> The request: Each line from the one that contains "job | pin one point per instance of the ceiling" to the end of the material must be quoted exactly; include both end lines and nothing else.

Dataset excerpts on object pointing

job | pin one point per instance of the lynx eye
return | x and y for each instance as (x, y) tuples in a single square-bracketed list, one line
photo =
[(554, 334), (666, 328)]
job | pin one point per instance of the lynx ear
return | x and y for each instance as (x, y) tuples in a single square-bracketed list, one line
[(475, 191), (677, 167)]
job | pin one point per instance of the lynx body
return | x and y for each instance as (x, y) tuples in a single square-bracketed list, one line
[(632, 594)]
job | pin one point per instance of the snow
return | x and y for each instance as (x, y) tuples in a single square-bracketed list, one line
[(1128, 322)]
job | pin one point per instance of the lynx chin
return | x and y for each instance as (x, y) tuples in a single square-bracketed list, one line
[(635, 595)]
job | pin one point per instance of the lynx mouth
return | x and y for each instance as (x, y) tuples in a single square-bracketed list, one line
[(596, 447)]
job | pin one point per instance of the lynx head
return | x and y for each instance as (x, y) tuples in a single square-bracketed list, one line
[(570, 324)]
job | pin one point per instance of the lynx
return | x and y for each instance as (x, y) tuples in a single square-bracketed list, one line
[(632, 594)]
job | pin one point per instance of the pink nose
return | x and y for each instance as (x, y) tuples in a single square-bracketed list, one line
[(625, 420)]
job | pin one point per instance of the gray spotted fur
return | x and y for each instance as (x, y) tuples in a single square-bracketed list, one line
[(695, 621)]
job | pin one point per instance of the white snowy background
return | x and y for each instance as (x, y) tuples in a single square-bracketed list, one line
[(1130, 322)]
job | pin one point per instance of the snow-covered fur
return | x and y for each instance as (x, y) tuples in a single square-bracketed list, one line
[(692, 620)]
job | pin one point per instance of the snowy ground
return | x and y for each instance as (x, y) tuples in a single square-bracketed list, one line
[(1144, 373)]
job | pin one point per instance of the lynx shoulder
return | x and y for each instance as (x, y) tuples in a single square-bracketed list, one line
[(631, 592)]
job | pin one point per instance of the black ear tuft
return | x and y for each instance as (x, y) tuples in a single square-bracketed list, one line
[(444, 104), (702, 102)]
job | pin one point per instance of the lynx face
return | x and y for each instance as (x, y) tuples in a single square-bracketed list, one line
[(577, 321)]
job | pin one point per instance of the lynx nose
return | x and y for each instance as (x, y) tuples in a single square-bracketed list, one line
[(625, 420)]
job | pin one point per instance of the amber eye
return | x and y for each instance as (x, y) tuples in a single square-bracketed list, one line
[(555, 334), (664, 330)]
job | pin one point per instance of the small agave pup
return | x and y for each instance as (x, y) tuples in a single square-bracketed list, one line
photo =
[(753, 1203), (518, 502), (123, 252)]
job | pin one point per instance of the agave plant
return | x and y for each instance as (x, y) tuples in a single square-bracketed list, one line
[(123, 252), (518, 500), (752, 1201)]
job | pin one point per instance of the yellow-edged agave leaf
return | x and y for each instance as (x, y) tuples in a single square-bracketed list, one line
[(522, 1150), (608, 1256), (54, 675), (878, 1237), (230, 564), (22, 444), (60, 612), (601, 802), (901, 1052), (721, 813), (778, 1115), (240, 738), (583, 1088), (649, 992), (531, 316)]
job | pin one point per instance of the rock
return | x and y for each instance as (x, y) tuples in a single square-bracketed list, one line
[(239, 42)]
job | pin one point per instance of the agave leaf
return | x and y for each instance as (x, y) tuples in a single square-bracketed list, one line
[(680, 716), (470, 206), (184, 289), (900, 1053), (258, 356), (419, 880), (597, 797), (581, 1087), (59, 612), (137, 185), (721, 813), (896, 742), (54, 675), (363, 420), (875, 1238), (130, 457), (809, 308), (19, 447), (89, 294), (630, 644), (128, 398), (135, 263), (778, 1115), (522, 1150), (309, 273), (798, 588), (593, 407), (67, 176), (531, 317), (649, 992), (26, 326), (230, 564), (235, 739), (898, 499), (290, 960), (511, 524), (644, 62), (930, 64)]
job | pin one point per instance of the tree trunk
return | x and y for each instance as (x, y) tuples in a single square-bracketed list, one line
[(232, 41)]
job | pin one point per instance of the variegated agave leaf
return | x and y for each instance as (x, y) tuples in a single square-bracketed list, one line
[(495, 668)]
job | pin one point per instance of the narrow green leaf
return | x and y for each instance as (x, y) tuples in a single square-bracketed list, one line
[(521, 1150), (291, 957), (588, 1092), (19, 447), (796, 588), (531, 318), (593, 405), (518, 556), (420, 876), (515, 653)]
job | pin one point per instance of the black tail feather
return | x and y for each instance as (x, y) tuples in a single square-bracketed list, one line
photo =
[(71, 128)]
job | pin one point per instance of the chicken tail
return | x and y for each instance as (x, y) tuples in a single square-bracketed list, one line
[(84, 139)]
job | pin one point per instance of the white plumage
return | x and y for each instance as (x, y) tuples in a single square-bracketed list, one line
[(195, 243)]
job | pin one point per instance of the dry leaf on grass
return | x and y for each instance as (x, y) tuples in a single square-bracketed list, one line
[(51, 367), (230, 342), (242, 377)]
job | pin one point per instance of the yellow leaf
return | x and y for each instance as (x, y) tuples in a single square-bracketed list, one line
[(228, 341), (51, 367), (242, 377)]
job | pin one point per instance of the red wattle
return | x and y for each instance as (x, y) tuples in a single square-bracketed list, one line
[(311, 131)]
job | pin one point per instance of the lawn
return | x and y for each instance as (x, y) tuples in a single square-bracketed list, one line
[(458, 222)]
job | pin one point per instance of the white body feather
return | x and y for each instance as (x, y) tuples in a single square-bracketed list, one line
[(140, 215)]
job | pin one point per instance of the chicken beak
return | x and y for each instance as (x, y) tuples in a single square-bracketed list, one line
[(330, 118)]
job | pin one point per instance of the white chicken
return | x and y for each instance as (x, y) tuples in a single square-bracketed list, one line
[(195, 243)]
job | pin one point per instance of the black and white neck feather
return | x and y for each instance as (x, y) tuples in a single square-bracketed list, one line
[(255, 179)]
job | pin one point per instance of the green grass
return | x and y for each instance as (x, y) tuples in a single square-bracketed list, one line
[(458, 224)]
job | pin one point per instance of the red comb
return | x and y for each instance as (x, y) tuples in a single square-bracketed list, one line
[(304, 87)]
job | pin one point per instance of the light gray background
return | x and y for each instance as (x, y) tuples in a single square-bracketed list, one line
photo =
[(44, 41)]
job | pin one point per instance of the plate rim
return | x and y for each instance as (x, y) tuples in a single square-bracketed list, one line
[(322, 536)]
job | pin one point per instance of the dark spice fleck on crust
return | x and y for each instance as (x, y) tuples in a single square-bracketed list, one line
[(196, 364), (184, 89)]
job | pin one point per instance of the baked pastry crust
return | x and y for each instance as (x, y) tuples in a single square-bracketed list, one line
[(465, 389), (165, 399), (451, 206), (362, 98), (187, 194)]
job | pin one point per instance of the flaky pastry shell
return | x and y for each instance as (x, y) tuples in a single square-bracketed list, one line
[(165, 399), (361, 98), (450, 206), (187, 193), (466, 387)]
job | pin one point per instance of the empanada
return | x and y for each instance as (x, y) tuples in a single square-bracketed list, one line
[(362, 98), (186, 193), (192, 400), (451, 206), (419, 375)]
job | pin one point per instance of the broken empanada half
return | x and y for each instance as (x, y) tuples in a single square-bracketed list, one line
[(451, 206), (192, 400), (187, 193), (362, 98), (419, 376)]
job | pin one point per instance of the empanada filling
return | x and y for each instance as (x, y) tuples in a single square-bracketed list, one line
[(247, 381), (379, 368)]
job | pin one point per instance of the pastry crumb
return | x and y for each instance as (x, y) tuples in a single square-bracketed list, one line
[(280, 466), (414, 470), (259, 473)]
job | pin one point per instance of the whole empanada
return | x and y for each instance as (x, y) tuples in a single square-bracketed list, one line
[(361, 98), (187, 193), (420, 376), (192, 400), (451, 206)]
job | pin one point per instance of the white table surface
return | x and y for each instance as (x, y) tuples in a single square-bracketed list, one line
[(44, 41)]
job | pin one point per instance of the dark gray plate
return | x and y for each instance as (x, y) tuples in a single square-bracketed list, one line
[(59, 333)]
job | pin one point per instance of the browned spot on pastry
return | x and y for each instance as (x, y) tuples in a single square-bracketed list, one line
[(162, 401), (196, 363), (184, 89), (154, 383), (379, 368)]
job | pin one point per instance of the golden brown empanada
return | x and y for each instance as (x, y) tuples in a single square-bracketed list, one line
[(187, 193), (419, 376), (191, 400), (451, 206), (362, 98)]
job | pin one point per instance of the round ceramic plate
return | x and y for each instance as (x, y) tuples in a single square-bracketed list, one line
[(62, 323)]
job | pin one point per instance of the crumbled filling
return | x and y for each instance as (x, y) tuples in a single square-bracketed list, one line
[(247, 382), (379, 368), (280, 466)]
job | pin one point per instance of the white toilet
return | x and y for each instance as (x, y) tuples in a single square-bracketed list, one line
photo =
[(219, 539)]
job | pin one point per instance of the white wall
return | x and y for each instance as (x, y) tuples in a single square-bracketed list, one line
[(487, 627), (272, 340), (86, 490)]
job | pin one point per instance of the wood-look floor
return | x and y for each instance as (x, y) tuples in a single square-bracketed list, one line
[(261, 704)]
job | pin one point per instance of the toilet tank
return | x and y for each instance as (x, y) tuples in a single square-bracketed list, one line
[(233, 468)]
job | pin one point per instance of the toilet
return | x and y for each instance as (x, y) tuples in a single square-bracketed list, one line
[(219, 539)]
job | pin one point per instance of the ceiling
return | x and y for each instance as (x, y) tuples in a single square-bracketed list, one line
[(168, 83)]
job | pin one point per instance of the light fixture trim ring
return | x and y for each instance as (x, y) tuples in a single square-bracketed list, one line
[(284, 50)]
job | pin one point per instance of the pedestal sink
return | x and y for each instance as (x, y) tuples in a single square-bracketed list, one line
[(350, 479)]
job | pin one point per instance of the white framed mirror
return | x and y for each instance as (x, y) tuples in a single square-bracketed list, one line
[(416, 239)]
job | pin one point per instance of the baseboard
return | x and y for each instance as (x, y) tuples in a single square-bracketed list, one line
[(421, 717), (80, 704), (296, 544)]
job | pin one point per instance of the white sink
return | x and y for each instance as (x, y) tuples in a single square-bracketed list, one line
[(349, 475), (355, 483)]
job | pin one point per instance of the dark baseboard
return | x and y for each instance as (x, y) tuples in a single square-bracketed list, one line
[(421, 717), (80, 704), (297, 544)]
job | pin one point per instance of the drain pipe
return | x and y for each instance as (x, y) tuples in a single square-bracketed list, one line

> Correct result:
job | pin one point per instance of the ceiling
return | x and y for each instance as (x, y) tuples in a single square-bracketed list, one line
[(168, 83)]
job | pin one point per instance of the light fixture trim ring
return | x and y for each instance as (x, y) tuples in a single square-bracketed list, one line
[(284, 50)]
job | pin one point per instance of the pedestal sink
return | x and y for each instance as (x, y) tuples in a single square-bracketed list, one line
[(350, 479)]
job | pin one point per instance of the white framed mirror
return | x and y for each instance as (x, y) tuples in a single square-bracketed list, one line
[(416, 239)]
job | pin one point per instance of the baseboard
return | x and y for each instance as (x, y) tuples in a single square-bracketed list, one line
[(421, 717), (80, 704), (296, 544)]
job | pin one point per instance of the white sink
return | x and y for each instance as (x, y) tuples in a single square-bracketed list, one line
[(349, 475), (355, 483)]
job | pin one point per instance of the dark baseboard
return | x and y for each instance as (x, y) tuples in a single square-bracketed list, one line
[(421, 717), (80, 704), (297, 544)]
job | pin one point per instance of the drain pipe
return | x and y for each instance as (x, y) tuples in a single square-bracketed list, one line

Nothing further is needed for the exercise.